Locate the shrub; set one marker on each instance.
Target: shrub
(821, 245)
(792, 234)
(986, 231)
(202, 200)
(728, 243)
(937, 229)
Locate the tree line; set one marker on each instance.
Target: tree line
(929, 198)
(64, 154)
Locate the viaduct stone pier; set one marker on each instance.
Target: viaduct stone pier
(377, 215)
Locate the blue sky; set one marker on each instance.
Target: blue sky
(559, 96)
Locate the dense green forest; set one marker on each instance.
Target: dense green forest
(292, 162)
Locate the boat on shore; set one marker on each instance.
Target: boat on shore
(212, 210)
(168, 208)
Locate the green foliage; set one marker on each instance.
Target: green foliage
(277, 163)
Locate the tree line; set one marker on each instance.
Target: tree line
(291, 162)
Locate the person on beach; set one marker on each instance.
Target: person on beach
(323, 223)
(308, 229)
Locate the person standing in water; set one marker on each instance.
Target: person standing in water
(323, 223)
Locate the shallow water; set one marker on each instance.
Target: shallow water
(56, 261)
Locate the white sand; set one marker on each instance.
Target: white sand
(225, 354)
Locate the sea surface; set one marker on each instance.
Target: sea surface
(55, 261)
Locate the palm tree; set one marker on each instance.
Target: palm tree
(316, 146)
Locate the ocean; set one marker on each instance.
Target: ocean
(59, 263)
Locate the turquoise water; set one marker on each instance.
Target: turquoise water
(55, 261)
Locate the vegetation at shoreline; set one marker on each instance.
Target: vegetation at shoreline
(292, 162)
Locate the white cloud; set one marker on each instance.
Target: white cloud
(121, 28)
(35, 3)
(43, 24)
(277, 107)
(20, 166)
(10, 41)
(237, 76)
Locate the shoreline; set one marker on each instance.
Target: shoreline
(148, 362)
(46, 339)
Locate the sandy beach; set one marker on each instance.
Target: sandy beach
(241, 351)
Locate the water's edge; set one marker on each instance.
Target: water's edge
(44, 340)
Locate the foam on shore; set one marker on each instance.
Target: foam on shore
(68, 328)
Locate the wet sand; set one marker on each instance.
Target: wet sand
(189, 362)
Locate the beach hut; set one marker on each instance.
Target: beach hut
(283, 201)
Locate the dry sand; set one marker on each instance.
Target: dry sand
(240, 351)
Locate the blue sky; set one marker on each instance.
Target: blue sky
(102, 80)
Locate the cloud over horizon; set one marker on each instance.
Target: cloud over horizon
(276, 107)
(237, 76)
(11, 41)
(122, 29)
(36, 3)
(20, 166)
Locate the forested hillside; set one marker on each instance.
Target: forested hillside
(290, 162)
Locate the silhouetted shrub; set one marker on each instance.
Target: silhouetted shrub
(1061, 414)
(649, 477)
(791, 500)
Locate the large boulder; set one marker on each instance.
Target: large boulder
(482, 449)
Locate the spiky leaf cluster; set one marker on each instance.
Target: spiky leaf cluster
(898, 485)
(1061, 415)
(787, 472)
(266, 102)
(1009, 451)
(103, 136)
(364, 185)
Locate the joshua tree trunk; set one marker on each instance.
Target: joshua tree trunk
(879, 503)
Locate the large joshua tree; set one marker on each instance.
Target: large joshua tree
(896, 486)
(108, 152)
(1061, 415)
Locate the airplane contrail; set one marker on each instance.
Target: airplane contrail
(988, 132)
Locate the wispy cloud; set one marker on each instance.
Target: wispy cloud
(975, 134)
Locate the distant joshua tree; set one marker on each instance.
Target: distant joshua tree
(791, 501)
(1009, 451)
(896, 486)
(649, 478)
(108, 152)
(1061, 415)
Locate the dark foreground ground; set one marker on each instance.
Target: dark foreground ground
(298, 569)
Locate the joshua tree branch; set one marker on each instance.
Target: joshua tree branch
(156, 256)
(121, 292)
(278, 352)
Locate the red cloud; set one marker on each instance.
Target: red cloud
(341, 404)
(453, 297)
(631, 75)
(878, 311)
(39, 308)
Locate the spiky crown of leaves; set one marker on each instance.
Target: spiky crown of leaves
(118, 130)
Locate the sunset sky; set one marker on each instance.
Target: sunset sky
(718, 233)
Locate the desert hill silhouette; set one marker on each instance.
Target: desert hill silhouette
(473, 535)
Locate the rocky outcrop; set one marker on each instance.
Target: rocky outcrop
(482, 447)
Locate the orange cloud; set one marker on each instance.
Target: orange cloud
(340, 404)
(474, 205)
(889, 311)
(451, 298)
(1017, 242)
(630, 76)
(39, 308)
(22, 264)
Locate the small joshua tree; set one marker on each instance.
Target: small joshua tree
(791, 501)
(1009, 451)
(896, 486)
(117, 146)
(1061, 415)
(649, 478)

──────────

Exercise task →
Copy the whole listing above word for word.

Exercise answer →
Locate the shrub; set one marker on each instance.
Target: shrub
(821, 245)
(792, 234)
(986, 231)
(202, 200)
(728, 243)
(937, 229)
Locate the tree line; set one marker on each instance.
Target: tree line
(929, 198)
(64, 154)
Locate the viaduct stone pier; set one marker on each instance.
Target: viaduct stone pier
(377, 215)
Locate the blue sky; set one marker on each instance.
Target: blue sky
(559, 96)
Locate the dense green forest; set one marker on each instance.
Target: dense green forest
(292, 162)
Locate the boat on shore; set one marker on each instance.
Target: boat on shore
(212, 210)
(168, 208)
Locate the green foliage; set one marker on each instance.
Target: green foliage
(277, 163)
Locate the tree line; set one marker on each instance.
Target: tree line
(291, 162)
Locate the person on beach; set one marker on each instance.
Target: person on beach
(323, 223)
(308, 229)
Locate the person standing in water; set one marker on each instance.
Target: person standing in water
(323, 223)
Locate the shallow water; set one marker on each instance.
Target: shallow water
(56, 261)
Locate the white sand; set one marker on each instance.
Target: white sand
(225, 354)
Locate the sea surface; set one marker on each instance.
Target: sea surface
(55, 261)
Locate the palm tree; set one marker on each instance.
Target: palm tree
(316, 146)
Locate the ocean; set one marker on each instance.
Target: ocean
(59, 263)
Locate the turquoise water; set one marker on each instance.
Target: turquoise water
(55, 261)
Locate the vegetation at shoreline; set one marker on each instance.
Target: vegetation at shoreline
(292, 162)
Locate the white cloud; set one marker on each instance.
Target: white cloud
(121, 28)
(35, 3)
(43, 24)
(277, 107)
(20, 166)
(10, 41)
(237, 76)
Locate the shoreline; set one marker on each instance.
Target: shoreline
(148, 362)
(46, 339)
Locate the sandy beach; set one marker on each instance.
Target: sandy beach
(241, 351)
Locate the water's edge; set one marker on each instance.
Target: water's edge
(44, 340)
Locate the foam on shore; set one marker on each instance.
Target: foam on shore
(68, 328)
Locate the wet sand; set one marker on each instance.
Target: wet sand
(189, 362)
Locate the beach hut; set one marker on each instance.
Target: beach hut
(283, 201)
Locate the dry sand; set one marker on each instance.
Target: dry sand
(240, 351)
Locate the blue sky; set one marker on each instance.
Target: blue sky
(102, 80)
Locate the cloud over horizon; set one marker on each instance.
Target: cloud over horizon
(276, 107)
(237, 76)
(11, 41)
(122, 29)
(36, 3)
(20, 166)
Locate the forested hillside; set one marker on each instance.
Target: forested hillside
(290, 162)
Locate the silhouetted shrub; set one marker on each instance.
Target: silhouetted shrub
(1061, 414)
(649, 477)
(791, 500)
Locate the large boulder; set one marker on each instance.
Target: large boulder
(482, 449)
Locate the spiky leaf cluster; set one marker on each instance.
Target: spiky leaf cluster
(898, 485)
(1061, 415)
(787, 472)
(266, 102)
(1009, 451)
(103, 136)
(364, 185)
Locate the joshua tree trunk; set one marker on each instance.
Target: joshua tree trunk
(879, 503)
Locate the large joshua tree; set one marker on each instance.
Target: large joshua tree
(896, 486)
(108, 152)
(1061, 415)
Locate the airplane contrail; set one marker on each instance.
Target: airplane contrail
(988, 132)
Locate the wispy cloud; set one marker on each instance.
Target: wispy cloud
(975, 134)
Locate the distant joshua tree; set one marker on each instance.
Target: distant joshua tree
(791, 501)
(1009, 451)
(896, 486)
(649, 478)
(108, 152)
(1061, 415)
Locate the dark foreground ground; set one marker on each instance.
Target: dark foreground ground
(298, 569)
Locate the joshua tree branch; set one marker on each instance.
Target: joshua tree branch
(156, 256)
(121, 292)
(278, 352)
Locate the red cloud; set one marker on each instance.
Target: red cloud
(341, 404)
(453, 297)
(631, 75)
(878, 311)
(39, 308)
Locate the spiky crown of leaves; set one marker on each instance.
Target: spiky crown of leaves
(118, 130)
Locate the sunset sky; set one marker on each instance.
Target: sunset sky
(718, 233)
Locate the desert hill silhouette; set one marker on each instance.
Target: desert hill silhouette
(473, 535)
Locate the rocky outcrop; set one marker on each instance.
Target: rocky outcrop
(482, 447)
Locate the orange cloud; set one marker on each instance.
Target: orange cloud
(340, 404)
(474, 205)
(889, 311)
(451, 298)
(1017, 242)
(630, 76)
(39, 308)
(22, 264)
Locate the small joshua tree; set one marker on each instance.
Target: small joshua tree
(791, 501)
(1009, 451)
(896, 486)
(117, 146)
(1061, 415)
(649, 478)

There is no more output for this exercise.